#Optimization tips for my implementation of Brainf*** in Rust

136 messages · Page 1 of 1 (latest)

tranquil nacelle
#

Hi, I am an intermediate in Rust and I am trying to write a fast brainf*** interpreter in Rust.

A problem which I've noticed is that the interpreter becomes slow when running mandelbrot.bf from the example/ of my project (took 2m 07 seconds to finish executing on my machine)

Code -> https://github.com/vs-123/bf-rs

I would appreciate any tips to improve the code

GitHub

Contribute to vs-123/bf-rs development by creating an account on GitHub.

crystal flare
#

are you compiling in --release mode?

tranquil nacelle
crystal flare
#

that's expected

tranquil nacelle
#

Can it go faster than that?

crystal flare
#

it finishes in 15 seconds on my pc

#

the code is fine

tranquil nacelle
#

Oh okay

tranquil nacelle
crystal flare
#

I guess

dreamy condor
#

If you're asking about microoptimization, note that your Command struct is 16 bytes, assuming you're on 64-bit.

#

Consider if it'd make sense to split it up and store the loop offsets separately so your could use memory more efficiently

#

For example, maybe just have a HashSet<usize, usize> to look up the extra loop data for a program counter position, and thus keep Command down to 1 byte.

#

Looping over chars is also costing you in complexity. Replace it with source.as_bytes().iter().copied().enumerate(), and change the match arms to things like b'+' => output.push(Command::Increment), instead, and your parse should go much faster.

#

Instead of let mut memory = [0u8; 30_000];, I'd suggest let mut memory = [0u8; u16::MAX as usize];, and change your pointer to u16. Then you can use memory[pointer as usize] and the compiler will remove the bounds checks.

#

(Your branch predictor is probably making those bounds checks pretty cheap anyway, but you'll save code size which might help)

#

Other than that, you should make Command be Copy. Anything two usizes or fewer is definitely better copied than worrying about references (and that'll be even more true if you make it just a byte, like I mentioned above).

#

Other than that, if you want to go faster in something like this you'll need to make the code more complicated to better take advantage of common patterns in the input

#

For example, >>>>>>>>>> is common, so instead of

            Command::MoveRight => {
                pointer = pointer.saturating_add(1);
            }

you might do

            Command::MoveRight => loop {
                pointer = pointer.saturating_add(1);
                if commands[command_index + 1] != Command::MoveRight { break }
                command_index += 1;
            }

so you only go back to the big match when changing to a different kind of command

molten hedge
#
/*u-macro BF*/macro_rules!b{(f$($c:tt)*)=>
{{let mut x=([0u8;1<<15],0,stdout(),stdin(
));use std::io::*;$(b!{x$c};)*}};($f:tt->)
=>{b!($f-);b!($f>)};($f:tt<-)=>{b!($f<);b!

========================================

**Given request**
Please summarize the forum thread above in three sentences.

**Supplied information**
========================================

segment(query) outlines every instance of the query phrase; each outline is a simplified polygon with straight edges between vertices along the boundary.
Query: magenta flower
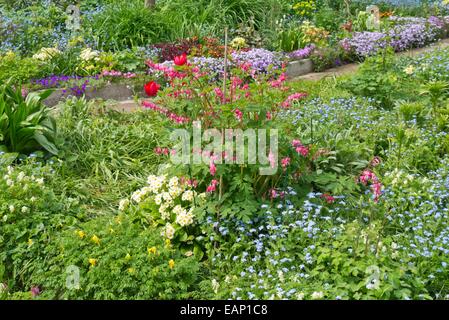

========================================

**Exercise answer**
A Rust intermediate asks for tips to speed up a brainf*** interpreter that took 2 minutes 7 seconds to run mandelbrot.bf. One reply asks whether the code is compiled in --release mode and says the code is fine, since it finishes in 15 seconds on that person's PC. Another reply suggests shrinking the 16-byte Command by storing loop offsets separately, parsing bytes instead of chars, using a u16::MAX-sized memory array with a u16 pointer so the compiler removes bounds checks, making Command Copy, and handling runs of the same command in an inner loop.